**LIST OF TASKS:**
a) From the personal post below, set down the stretch from "Anyway, they know" through "from my mind." word for word.
b) According to the personal post below, at which three places does the writer plan to plant Forget-Me-Nots?
c) Please extend the personal post below, about revisiting places of past abuse, by continuing it from its last sentence.

**SELECTED EXTRACT:**
● ● ●
Had 3 weeks of excessive workload due to others being absent & I've got the most flexible skills base (actually got thanked for my efforts). Got a bit low by Saturday gone, but cheered up because I was going out for the day with 2 of my best friends (one who has just found out he's getting divorced & the idea was to cheer him up - well I stopped him worrying so much if that counts).

Got to about 20:30 & I just switched off & they noticed immediately (don't know what the trigger was yet ...maybe just tired).

Anyway, they know that I was abused & one knew a bit more of the story than the other. They steered me towards a quiet pub & insisted that I needed to clear my head & tell them more of what had happened to me (they did this in a very encouraging way). It's something that I have wanted to do for the last few months. They let me take my time & I gave them the works.

I felt such relief as I hadn't even told my therapist the full details - I nearly created two murderers. They really want to help me to purge this stuff from my mind.

Sunday - I felt a bit shellshocked & had the weirdest dreams that night.

Now I am feeling strong again & 'clean for once'. I've tidied up & cleared the ironing pile (a miracle)- the height of my ironing pile is like a barometer of my state of mind.

One thing that I have decided to do is go back to the three places that I remember being abused & try to create some more positive memories there.

I am taking my inner child with me (he loved the magic of the countryside) & I'm going to plant Forget-Me-Nots at The Quarry, On the site of the Old Pig Farm and next to The Railway Water Pump. I am going to do it this weekend coming what I am doing is laying a living tribute to 12 year old me - I hope that when I think of those places in future, I can picture something beautiful growing in those hellish places, rather than remembering only negative thoughts.
● ● ●
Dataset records
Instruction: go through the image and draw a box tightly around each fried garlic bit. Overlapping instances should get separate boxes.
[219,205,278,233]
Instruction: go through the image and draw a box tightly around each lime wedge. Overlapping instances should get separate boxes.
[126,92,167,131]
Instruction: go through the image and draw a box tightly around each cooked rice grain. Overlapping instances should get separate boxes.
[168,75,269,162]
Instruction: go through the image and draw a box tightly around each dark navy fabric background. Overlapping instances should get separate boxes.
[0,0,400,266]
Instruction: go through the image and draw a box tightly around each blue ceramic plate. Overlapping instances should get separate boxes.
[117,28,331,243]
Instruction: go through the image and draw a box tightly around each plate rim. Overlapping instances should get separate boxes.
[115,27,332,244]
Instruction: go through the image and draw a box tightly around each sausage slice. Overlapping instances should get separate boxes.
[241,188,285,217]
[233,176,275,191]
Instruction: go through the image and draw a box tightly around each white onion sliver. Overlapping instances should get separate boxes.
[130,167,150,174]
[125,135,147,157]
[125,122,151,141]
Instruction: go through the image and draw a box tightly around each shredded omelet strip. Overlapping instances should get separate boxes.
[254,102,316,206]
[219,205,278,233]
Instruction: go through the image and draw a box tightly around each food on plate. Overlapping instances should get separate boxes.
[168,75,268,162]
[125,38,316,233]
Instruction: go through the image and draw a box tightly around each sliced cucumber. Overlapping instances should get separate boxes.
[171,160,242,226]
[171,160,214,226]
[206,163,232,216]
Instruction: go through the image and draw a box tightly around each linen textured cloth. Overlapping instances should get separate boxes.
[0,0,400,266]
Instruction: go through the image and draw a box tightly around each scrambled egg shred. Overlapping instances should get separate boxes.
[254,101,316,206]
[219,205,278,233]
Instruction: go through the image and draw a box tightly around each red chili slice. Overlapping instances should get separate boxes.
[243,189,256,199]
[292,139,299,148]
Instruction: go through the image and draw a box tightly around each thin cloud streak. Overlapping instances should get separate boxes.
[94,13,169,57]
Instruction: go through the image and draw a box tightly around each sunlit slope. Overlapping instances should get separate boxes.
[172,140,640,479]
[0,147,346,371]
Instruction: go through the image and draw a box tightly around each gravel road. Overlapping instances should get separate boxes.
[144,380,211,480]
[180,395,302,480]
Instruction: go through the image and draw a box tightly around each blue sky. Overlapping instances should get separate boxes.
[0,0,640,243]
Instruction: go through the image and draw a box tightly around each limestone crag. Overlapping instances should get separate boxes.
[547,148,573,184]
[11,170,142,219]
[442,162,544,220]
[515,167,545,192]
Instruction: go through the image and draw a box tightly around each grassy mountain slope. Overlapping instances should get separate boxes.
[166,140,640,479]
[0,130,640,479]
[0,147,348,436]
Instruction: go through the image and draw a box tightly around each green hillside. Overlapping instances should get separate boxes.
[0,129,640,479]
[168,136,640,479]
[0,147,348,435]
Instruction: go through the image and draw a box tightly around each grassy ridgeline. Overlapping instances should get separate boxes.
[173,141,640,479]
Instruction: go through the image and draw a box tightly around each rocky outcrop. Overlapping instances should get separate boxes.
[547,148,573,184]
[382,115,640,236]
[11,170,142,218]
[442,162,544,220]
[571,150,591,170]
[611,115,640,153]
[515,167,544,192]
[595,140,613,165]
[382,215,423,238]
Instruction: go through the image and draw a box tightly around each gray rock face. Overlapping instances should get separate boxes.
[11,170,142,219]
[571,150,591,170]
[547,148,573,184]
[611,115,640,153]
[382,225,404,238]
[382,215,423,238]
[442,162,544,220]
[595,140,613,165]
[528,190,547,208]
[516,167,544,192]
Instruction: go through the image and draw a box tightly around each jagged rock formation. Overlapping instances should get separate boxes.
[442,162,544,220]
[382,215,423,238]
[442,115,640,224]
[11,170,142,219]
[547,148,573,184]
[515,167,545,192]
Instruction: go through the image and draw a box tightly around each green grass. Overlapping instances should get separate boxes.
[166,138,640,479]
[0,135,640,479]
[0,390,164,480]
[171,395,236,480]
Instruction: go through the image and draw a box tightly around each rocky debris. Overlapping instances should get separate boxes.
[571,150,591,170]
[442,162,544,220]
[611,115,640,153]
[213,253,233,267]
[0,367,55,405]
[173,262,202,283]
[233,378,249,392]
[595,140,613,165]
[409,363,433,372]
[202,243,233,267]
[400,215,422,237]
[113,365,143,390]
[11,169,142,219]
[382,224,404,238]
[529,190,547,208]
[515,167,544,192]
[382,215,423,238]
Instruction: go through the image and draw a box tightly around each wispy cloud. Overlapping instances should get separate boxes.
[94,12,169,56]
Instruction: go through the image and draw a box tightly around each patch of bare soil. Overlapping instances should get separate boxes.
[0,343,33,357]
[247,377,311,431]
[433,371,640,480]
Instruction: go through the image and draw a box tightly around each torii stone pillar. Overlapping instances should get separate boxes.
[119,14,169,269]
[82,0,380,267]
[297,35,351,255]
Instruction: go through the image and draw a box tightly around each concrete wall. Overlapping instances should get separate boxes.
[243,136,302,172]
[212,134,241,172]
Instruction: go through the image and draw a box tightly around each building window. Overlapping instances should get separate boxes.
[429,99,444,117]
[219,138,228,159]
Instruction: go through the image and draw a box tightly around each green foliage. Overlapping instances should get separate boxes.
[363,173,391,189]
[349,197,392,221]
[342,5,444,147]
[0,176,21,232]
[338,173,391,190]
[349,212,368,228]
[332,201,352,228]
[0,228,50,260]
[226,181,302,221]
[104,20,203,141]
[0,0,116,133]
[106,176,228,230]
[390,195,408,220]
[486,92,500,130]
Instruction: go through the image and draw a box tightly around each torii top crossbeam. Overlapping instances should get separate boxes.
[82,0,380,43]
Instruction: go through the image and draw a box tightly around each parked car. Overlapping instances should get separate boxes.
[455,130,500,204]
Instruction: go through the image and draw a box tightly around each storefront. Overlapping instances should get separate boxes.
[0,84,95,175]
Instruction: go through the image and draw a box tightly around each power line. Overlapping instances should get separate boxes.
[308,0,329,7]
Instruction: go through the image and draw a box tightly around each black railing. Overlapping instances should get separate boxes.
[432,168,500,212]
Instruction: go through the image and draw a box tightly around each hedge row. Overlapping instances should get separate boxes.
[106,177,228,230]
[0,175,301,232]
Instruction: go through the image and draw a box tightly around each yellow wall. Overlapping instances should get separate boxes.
● ● ●
**RESULTS BY TASK:**
a)
Anyway, they know that I was abused & one knew a bit more of the story than the other. They steered me towards a quiet pub & insisted that I needed to clear my head & tell them more of what had happened to me (they did this in a very encouraging way). It's something that I have wanted to do for the last few months. They let me take my time & I gave them the works.

I felt such relief as I hadn't even told my therapist the full details - I nearly created two murderers. They really want to help me to purge this stuff from my mind.

b) At The Quarry, on the site of the Old Pig Farm, and next to The Railway Water Pump.

c)
Has anyone else tried anything like this & did it work?

If I sound downbeat in this posting I'm not...I'm very up. Sometimes I forget how far I have moved on in 5 months!

Best wishes to everyone here...Rik

*If anyone has any additional ideas - like planting the flowers I'd be very pleased to hear them.
 
Rik,

First of all, about that kidney stone.....AYAHEEEEIIIIIIIIIII!!!!!!!!! I've never had one, but I've SEEN the end results and you have my eternal sympathy, particularly since you passed one the size of a SMALL PEANUT! THROUGH YOUR URETHRA! Now, according to my late mother, God rest her soul, you know what it's like to give birth! :eek: :D

Your idea about planting flowers for your 12 year old sounds wonderful and it's something I might do. Actually, I plan on visiting the old school where most of the horrible crap took place. They're renovated it, but it will be hard still. I NEED to recapture that place, maybe shake the legacy of evil there.

And maybe, I'll throw some wild violets on the grounds. I've always liked them. And they TAKE OVER A GREEN LIKE NOBODY'S BUSINESS! Worse than dandelions. My Little Man will LOVE that.

Thank you, Rik, seriously, for the boost and the ideas. You're one of the good ones.

Peace and love,

Scot
 
Rik I think that what you are doing is a truly great thing for the little you. I know it will be good for you.

Also, isn't it wonderful to have true friends. God they make a difference in our lives.

Kidney stones. Yeh well I have had them too and gall stones. Shitty little things that damn near kill you with pain. Change your diet. Drink lots of cranberry juice and they will not re-occur.
 
Maybe I will drink a gallon of cranberry juice a day--sure do not want anything other than liquid in that particular area.

Take care.

Bob
 
Rik,

I think the flower idea is great. For a couple reasons, I can't do something like that, so I'd love to hear how it works for you. Please keep us posted.

As for the kidney stone, I drink a couple quarts of water a day. I was raising the 24 oz cup to my lips as I read your post, and I thought, "Maybe I should drink more water." :D

Thanks,

Joe
 
Thanks everyone for your comments.

I couldn't wait until the weekend - once I'd got the thought into my mind it started taking over. I was on early shift today, had some tea when I got home - read the paper then decided to set off. This may be a long post!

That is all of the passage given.